• WHAT THE TASK REQUIRES:
I'd like the entries repeated exactly, pictures omitted.

• RECORDS PROVIDED:

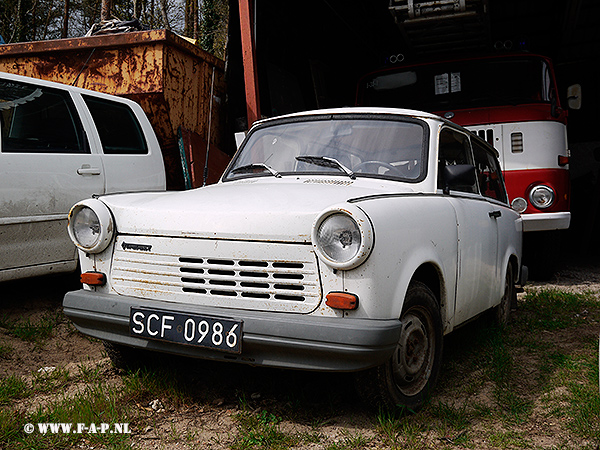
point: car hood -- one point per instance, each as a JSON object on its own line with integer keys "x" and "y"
{"x": 273, "y": 210}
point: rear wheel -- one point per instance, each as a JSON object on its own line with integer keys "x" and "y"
{"x": 406, "y": 380}
{"x": 127, "y": 358}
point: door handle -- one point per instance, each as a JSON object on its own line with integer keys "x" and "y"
{"x": 86, "y": 169}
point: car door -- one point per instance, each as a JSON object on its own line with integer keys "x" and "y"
{"x": 477, "y": 230}
{"x": 131, "y": 154}
{"x": 45, "y": 167}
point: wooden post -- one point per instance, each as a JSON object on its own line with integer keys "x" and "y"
{"x": 249, "y": 60}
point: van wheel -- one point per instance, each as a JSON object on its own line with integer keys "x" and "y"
{"x": 126, "y": 358}
{"x": 406, "y": 380}
{"x": 509, "y": 299}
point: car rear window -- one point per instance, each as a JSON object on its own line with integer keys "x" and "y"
{"x": 38, "y": 119}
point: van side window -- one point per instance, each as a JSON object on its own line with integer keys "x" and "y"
{"x": 120, "y": 132}
{"x": 454, "y": 149}
{"x": 489, "y": 175}
{"x": 37, "y": 119}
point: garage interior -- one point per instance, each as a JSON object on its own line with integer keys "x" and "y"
{"x": 310, "y": 55}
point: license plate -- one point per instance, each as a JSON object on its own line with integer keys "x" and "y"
{"x": 190, "y": 329}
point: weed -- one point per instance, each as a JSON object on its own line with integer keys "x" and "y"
{"x": 261, "y": 431}
{"x": 145, "y": 384}
{"x": 12, "y": 387}
{"x": 551, "y": 309}
{"x": 47, "y": 381}
{"x": 5, "y": 350}
{"x": 350, "y": 442}
{"x": 28, "y": 330}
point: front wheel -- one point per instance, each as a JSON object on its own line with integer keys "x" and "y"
{"x": 406, "y": 380}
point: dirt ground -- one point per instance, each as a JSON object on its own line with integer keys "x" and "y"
{"x": 209, "y": 419}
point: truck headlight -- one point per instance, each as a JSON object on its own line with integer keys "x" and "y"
{"x": 91, "y": 225}
{"x": 542, "y": 196}
{"x": 343, "y": 238}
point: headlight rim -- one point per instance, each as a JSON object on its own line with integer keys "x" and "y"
{"x": 105, "y": 220}
{"x": 516, "y": 201}
{"x": 535, "y": 203}
{"x": 364, "y": 227}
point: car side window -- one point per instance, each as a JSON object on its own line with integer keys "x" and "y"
{"x": 118, "y": 127}
{"x": 37, "y": 119}
{"x": 454, "y": 149}
{"x": 489, "y": 175}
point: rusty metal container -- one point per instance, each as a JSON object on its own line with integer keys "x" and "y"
{"x": 180, "y": 87}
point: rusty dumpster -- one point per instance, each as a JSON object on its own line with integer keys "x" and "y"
{"x": 180, "y": 87}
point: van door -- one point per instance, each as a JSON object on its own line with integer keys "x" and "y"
{"x": 477, "y": 229}
{"x": 46, "y": 166}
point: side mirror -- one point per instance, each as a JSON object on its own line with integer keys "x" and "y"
{"x": 574, "y": 96}
{"x": 457, "y": 176}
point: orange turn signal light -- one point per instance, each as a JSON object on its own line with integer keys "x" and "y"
{"x": 93, "y": 278}
{"x": 341, "y": 300}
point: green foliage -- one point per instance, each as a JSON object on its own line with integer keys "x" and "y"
{"x": 12, "y": 387}
{"x": 36, "y": 20}
{"x": 261, "y": 431}
{"x": 30, "y": 331}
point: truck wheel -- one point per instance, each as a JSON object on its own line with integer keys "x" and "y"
{"x": 124, "y": 357}
{"x": 502, "y": 311}
{"x": 406, "y": 380}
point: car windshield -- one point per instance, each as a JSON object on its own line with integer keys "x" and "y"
{"x": 460, "y": 84}
{"x": 348, "y": 147}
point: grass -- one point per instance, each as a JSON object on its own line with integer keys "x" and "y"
{"x": 495, "y": 383}
{"x": 261, "y": 431}
{"x": 28, "y": 330}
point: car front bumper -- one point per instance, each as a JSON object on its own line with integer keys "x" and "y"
{"x": 285, "y": 340}
{"x": 546, "y": 221}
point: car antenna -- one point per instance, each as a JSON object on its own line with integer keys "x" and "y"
{"x": 212, "y": 85}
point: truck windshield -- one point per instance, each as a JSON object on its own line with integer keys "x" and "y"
{"x": 460, "y": 84}
{"x": 348, "y": 147}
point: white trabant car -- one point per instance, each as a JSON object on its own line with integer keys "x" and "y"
{"x": 337, "y": 240}
{"x": 60, "y": 144}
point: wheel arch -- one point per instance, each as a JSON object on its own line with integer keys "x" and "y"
{"x": 431, "y": 275}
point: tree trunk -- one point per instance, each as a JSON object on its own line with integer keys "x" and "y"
{"x": 106, "y": 10}
{"x": 163, "y": 12}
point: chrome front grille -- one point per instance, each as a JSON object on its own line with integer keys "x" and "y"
{"x": 268, "y": 280}
{"x": 269, "y": 276}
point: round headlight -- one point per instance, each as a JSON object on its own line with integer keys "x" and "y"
{"x": 519, "y": 204}
{"x": 339, "y": 238}
{"x": 343, "y": 239}
{"x": 542, "y": 196}
{"x": 90, "y": 226}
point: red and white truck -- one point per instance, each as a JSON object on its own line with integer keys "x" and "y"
{"x": 512, "y": 101}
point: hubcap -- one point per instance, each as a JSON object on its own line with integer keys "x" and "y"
{"x": 413, "y": 359}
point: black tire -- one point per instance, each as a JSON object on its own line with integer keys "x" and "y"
{"x": 509, "y": 299}
{"x": 406, "y": 380}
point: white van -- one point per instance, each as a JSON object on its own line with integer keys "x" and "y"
{"x": 58, "y": 145}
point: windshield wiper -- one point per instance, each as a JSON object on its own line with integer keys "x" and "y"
{"x": 326, "y": 161}
{"x": 250, "y": 168}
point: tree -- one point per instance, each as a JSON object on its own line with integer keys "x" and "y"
{"x": 33, "y": 20}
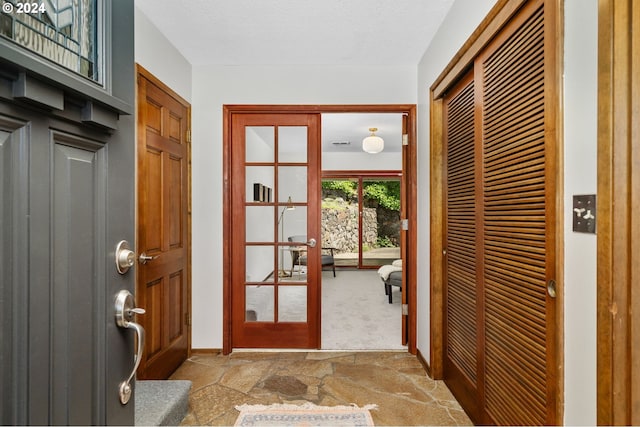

• EXPECTED ANSWER:
point: car hood -- one point per instance, each as a JSON object on its own line with integer keys "x" and "y"
{"x": 273, "y": 210}
point: rear wheel -- one point per instance, each as a JSON object on its own line with integer keys "x" and "y"
{"x": 406, "y": 380}
{"x": 127, "y": 358}
point: door handle -- one point per instance, each as a JSON object on its own line with integer keys "x" and "y"
{"x": 86, "y": 169}
point: car door -- one point per instance, each as a JSON object on its own line with integer keys "x" and "y"
{"x": 477, "y": 230}
{"x": 131, "y": 154}
{"x": 45, "y": 167}
point: wooden post -- one point per instance, each as a JSON object on its own line with integer keys "x" and "y"
{"x": 249, "y": 60}
point: van wheel -- one point per instance, each as a JSON object on its own line with integer keys "x" and "y"
{"x": 126, "y": 358}
{"x": 406, "y": 380}
{"x": 509, "y": 299}
point: car rear window -- one point per instance, each as a JSON object on its own line with integer keys "x" and "y"
{"x": 38, "y": 119}
point: van side window -- one point per instance, each as a JSON object on its own line with integer keys "x" and "y"
{"x": 120, "y": 132}
{"x": 454, "y": 149}
{"x": 489, "y": 175}
{"x": 37, "y": 119}
point: garage interior -- one point per instance, each as a JSON object on its own line with integer keys "x" and "y"
{"x": 310, "y": 55}
point: license plate -- one point per instance, each as a JSON object on its own line with integer keys "x" and "y"
{"x": 190, "y": 329}
point: weed -- one point per instance, each as a JSON object on its own line with integer keys "x" and "y"
{"x": 261, "y": 431}
{"x": 145, "y": 384}
{"x": 12, "y": 387}
{"x": 551, "y": 309}
{"x": 47, "y": 381}
{"x": 5, "y": 350}
{"x": 350, "y": 442}
{"x": 28, "y": 330}
point: front wheel -- one point per instance, each as a JSON object on its own line with integer keys "x" and "y"
{"x": 406, "y": 380}
point: dirt ground -- one point per instance, each as a JSON object on its own line with integer keys "x" and "y"
{"x": 209, "y": 419}
point: truck headlight -- one point per instance, each as a JSON object on its own line with integer keys "x" and "y"
{"x": 91, "y": 225}
{"x": 542, "y": 196}
{"x": 343, "y": 238}
point: headlight rim -- one point per instance, each as a JSON object on its own line with integer keys "x" and "y"
{"x": 105, "y": 220}
{"x": 516, "y": 201}
{"x": 535, "y": 203}
{"x": 364, "y": 227}
point: car side window -- one point per instance, each as a JSON object on its own line with integer keys "x" and "y"
{"x": 118, "y": 127}
{"x": 37, "y": 119}
{"x": 454, "y": 149}
{"x": 489, "y": 175}
point: rusty metal container -- one point per instance, each as a JSON object on its own line with integer keys "x" and "y"
{"x": 180, "y": 87}
point: rusty dumpster -- one point per instance, each as a JSON object on its own line with integer keys "x" and "y"
{"x": 180, "y": 87}
point: van door -- one point per instance, each as a JSON object on its own line with integer keys "x" and "y"
{"x": 477, "y": 229}
{"x": 46, "y": 166}
point: side mirror -- one point per instance, each as a JSON object on its own line with integer keys "x" and "y"
{"x": 574, "y": 96}
{"x": 457, "y": 176}
point: orange turn signal light -- one point per instance, each as a JSON object on its own line with integer keys "x" and "y"
{"x": 93, "y": 278}
{"x": 341, "y": 300}
point: green foliage -- one point per instance, each as a JSON object on its own line with integer keys "x" and "y"
{"x": 12, "y": 387}
{"x": 36, "y": 20}
{"x": 261, "y": 431}
{"x": 30, "y": 331}
point: truck wheel -- one point per instance, each as a JSON object on its own line with integer keys "x" and "y"
{"x": 124, "y": 357}
{"x": 502, "y": 311}
{"x": 406, "y": 380}
point: car windshield -- one point per instance, each as a JSON object on its own line with integer keys "x" and "y"
{"x": 460, "y": 84}
{"x": 348, "y": 147}
point: grass -- one point per instance, each as a JSON object on its own line with integer keys "x" and "y"
{"x": 495, "y": 383}
{"x": 261, "y": 431}
{"x": 28, "y": 330}
point: car front bumper -- one point per instance, each as a JSON object on its own line with integer keys "x" and "y"
{"x": 285, "y": 340}
{"x": 546, "y": 221}
point: car antenna -- one point per instance, each as a JSON object on its own line with integer keys "x" and "y"
{"x": 212, "y": 85}
point: truck windshield -- one point per instance, each as a JSON object on its own line with integer keys "x" and "y"
{"x": 460, "y": 84}
{"x": 348, "y": 147}
point: white trabant car -- one point per instance, each as a JSON object on its own line with integer keys "x" and "y"
{"x": 337, "y": 240}
{"x": 60, "y": 144}
point: wheel arch -- one point per instance, each as a JSON object on its own line with integer keys "x" and "y"
{"x": 431, "y": 275}
point: tree trunk -- one point per instance, each as a JSON object on its own line with integer keys "x" and "y"
{"x": 106, "y": 10}
{"x": 163, "y": 12}
point: chrome front grille -- one point per instance, each as a JSON object on its own line with integer keys "x" and "y"
{"x": 268, "y": 280}
{"x": 269, "y": 276}
point: round headlight -- one point per instance, each as a JSON object on its own line with integer keys "x" and "y"
{"x": 519, "y": 204}
{"x": 339, "y": 238}
{"x": 343, "y": 239}
{"x": 542, "y": 196}
{"x": 90, "y": 226}
point: red and white truck -- one point per instance, each as a JSON object on its own line with integer keys "x" and "y"
{"x": 512, "y": 101}
point: hubcap -- one point per instance, each as a JSON object on its own line with integer keys "x" and "y"
{"x": 413, "y": 359}
point: black tire -- one point per instance, each as a JSON object on its own line with integer keys "x" and "y"
{"x": 509, "y": 299}
{"x": 406, "y": 380}
point: white van -- one point per instance, each as a JSON object on its own line with integer keys "x" and "y"
{"x": 58, "y": 145}
point: windshield wiper -- one point per instance, each as a JSON object on its own line with integer keys "x" and "y"
{"x": 326, "y": 161}
{"x": 250, "y": 168}
point: tree -- one point per instance, each as a JSON object on its own line with integer keys "x" and "y"
{"x": 33, "y": 20}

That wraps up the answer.